Quote the lines in the records below, starting with the line containing "outline sky" and continuing through the line containing "[(31, 115), (60, 102), (66, 57), (24, 62)]". Reproduce them word for word.

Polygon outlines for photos
····················
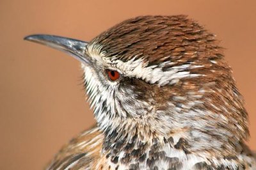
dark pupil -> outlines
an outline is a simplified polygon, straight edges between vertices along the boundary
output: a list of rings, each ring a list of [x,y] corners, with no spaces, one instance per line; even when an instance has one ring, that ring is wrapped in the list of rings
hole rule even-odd
[[[111,75],[112,75],[113,77],[115,77],[115,73],[114,71],[111,71],[111,72],[110,72],[110,73],[111,74]]]

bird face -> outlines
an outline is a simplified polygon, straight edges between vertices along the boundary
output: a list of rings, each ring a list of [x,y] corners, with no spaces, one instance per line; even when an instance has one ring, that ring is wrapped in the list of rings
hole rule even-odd
[[[48,35],[26,39],[81,62],[89,100],[108,135],[136,134],[145,140],[179,133],[193,151],[232,151],[248,135],[247,113],[222,49],[185,16],[136,17],[89,43]],[[193,148],[194,141],[199,144]]]

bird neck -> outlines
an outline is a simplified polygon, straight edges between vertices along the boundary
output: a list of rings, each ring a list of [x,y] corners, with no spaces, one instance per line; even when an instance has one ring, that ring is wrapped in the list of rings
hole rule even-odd
[[[228,142],[228,139],[220,139],[216,133],[211,134],[191,127],[164,130],[165,123],[170,123],[167,121],[115,118],[112,122],[112,125],[104,130],[102,151],[113,158],[123,154],[136,153],[136,154],[149,154],[148,151],[158,153],[164,150],[168,154],[180,155],[179,158],[189,155],[211,159],[235,155],[241,148],[239,141],[233,144]]]

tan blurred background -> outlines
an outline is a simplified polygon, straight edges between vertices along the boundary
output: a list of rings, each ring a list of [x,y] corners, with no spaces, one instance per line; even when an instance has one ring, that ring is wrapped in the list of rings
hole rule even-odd
[[[47,33],[83,40],[141,15],[186,14],[218,35],[250,114],[256,150],[256,1],[0,1],[0,169],[41,169],[95,121],[79,63],[22,40]]]

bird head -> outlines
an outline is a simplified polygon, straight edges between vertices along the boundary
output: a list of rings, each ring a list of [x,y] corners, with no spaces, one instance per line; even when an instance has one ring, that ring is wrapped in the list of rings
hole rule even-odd
[[[81,61],[106,137],[182,137],[189,151],[228,152],[248,135],[247,113],[223,49],[186,16],[136,17],[90,42],[42,35],[25,39]]]

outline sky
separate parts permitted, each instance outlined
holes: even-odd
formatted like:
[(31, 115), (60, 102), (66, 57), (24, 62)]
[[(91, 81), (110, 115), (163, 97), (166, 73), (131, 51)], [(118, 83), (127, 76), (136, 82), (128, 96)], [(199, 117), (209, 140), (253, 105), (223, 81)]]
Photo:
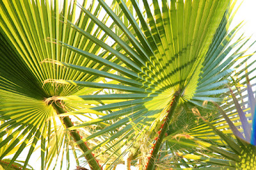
····················
COMPLETED TASK:
outline sky
separate parts permitted, each instance outlined
holes: even-odd
formatted like:
[(31, 115), (60, 102), (66, 57), (24, 62)]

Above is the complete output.